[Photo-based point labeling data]
# # # # # # #

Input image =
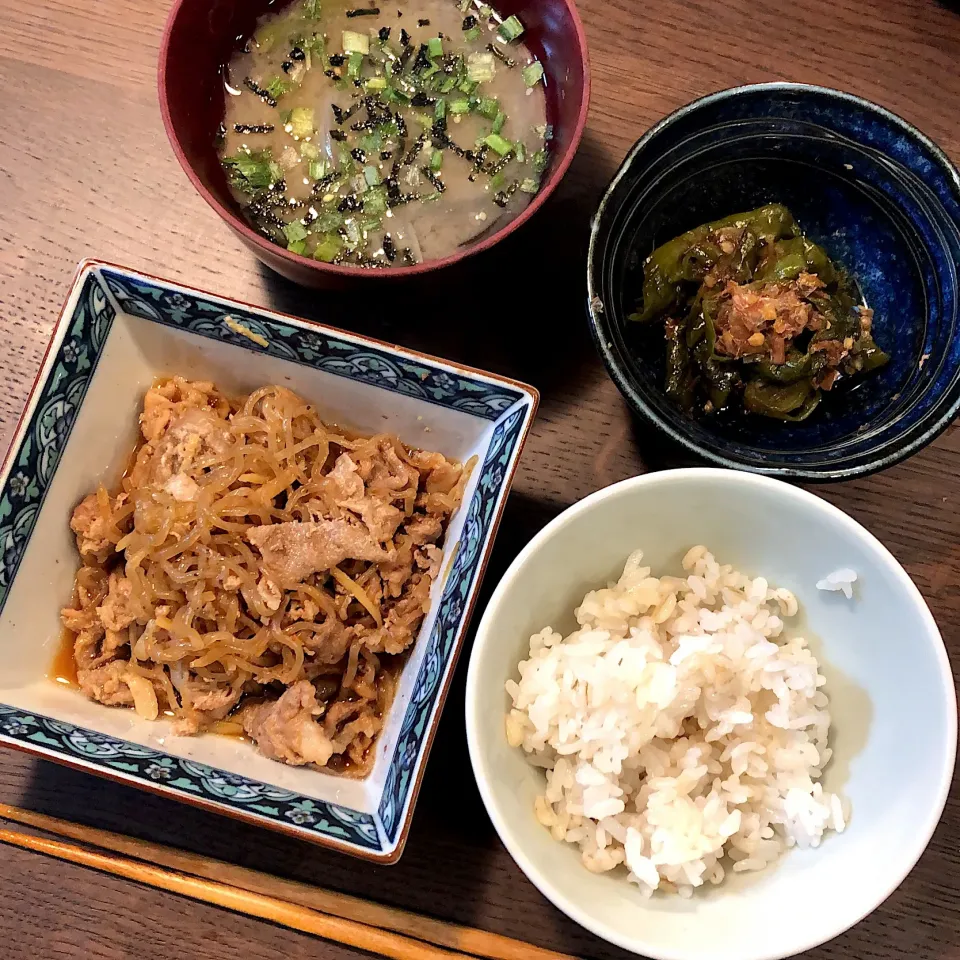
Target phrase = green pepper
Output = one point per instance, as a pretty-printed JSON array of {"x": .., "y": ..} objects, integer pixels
[
  {"x": 721, "y": 379},
  {"x": 791, "y": 401},
  {"x": 687, "y": 258},
  {"x": 679, "y": 382},
  {"x": 787, "y": 267},
  {"x": 869, "y": 356},
  {"x": 797, "y": 366},
  {"x": 819, "y": 263}
]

# # # # # # #

Omit the pictures and reproduce the listing exactly.

## Answer for the task
Input image =
Target phrase = green pepper
Output = one point per instance, as a pretty-printed JSON array of {"x": .., "y": ..} objects, integer pixels
[
  {"x": 721, "y": 379},
  {"x": 791, "y": 401},
  {"x": 687, "y": 258},
  {"x": 679, "y": 382},
  {"x": 787, "y": 267},
  {"x": 869, "y": 356},
  {"x": 797, "y": 366},
  {"x": 819, "y": 263}
]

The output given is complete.